● Aim of the task
Please transcribe exactly, and only, the lines of the data below between the line holding "Target: row of train cars" and the line holding "Target: ground", inclusive.

● Recorded data
▽
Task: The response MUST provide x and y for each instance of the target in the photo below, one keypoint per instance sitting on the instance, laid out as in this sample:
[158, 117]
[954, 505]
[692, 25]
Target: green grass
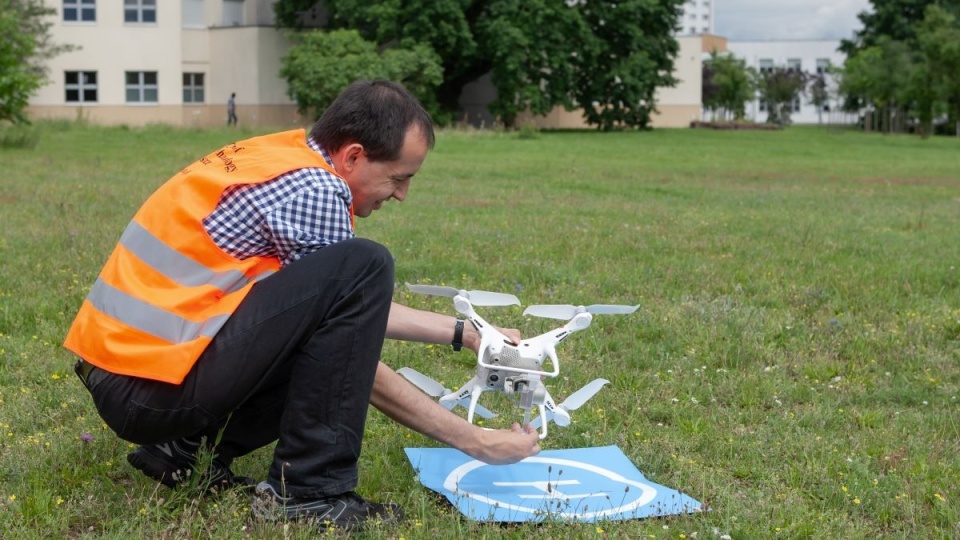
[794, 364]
△
▽
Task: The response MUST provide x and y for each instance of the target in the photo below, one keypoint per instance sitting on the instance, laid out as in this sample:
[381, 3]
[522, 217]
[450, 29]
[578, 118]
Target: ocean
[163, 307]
△
▽
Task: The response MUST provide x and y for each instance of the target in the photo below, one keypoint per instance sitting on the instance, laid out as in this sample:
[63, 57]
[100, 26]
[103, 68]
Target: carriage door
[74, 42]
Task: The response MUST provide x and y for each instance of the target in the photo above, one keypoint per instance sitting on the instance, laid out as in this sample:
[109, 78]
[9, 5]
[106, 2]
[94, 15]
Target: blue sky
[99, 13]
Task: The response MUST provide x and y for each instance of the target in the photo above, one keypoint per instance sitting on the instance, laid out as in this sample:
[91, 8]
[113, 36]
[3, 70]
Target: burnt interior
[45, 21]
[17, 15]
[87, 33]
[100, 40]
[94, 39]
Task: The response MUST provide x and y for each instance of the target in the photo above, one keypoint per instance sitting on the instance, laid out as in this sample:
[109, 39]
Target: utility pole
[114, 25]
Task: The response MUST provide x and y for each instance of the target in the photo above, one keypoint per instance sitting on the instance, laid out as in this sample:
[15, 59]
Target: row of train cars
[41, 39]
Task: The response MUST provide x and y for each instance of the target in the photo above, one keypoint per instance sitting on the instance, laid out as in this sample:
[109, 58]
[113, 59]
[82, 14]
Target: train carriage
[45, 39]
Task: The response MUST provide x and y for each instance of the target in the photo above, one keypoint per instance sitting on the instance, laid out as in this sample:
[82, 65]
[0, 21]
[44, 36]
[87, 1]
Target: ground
△
● Response area
Target: row of train cars
[41, 39]
Task: The response MUST provide x and y for each instance of the target in the photo above, one keypoint per instance sitting on the instance, laid out as in this sample:
[109, 58]
[113, 59]
[82, 14]
Target: train carriage
[45, 39]
Task: The response MUST provide x and y for each instance of the target in the photo above, one keypoint per instance sitting on the instance, laid out as in this sample:
[82, 65]
[0, 21]
[44, 36]
[87, 1]
Target: ground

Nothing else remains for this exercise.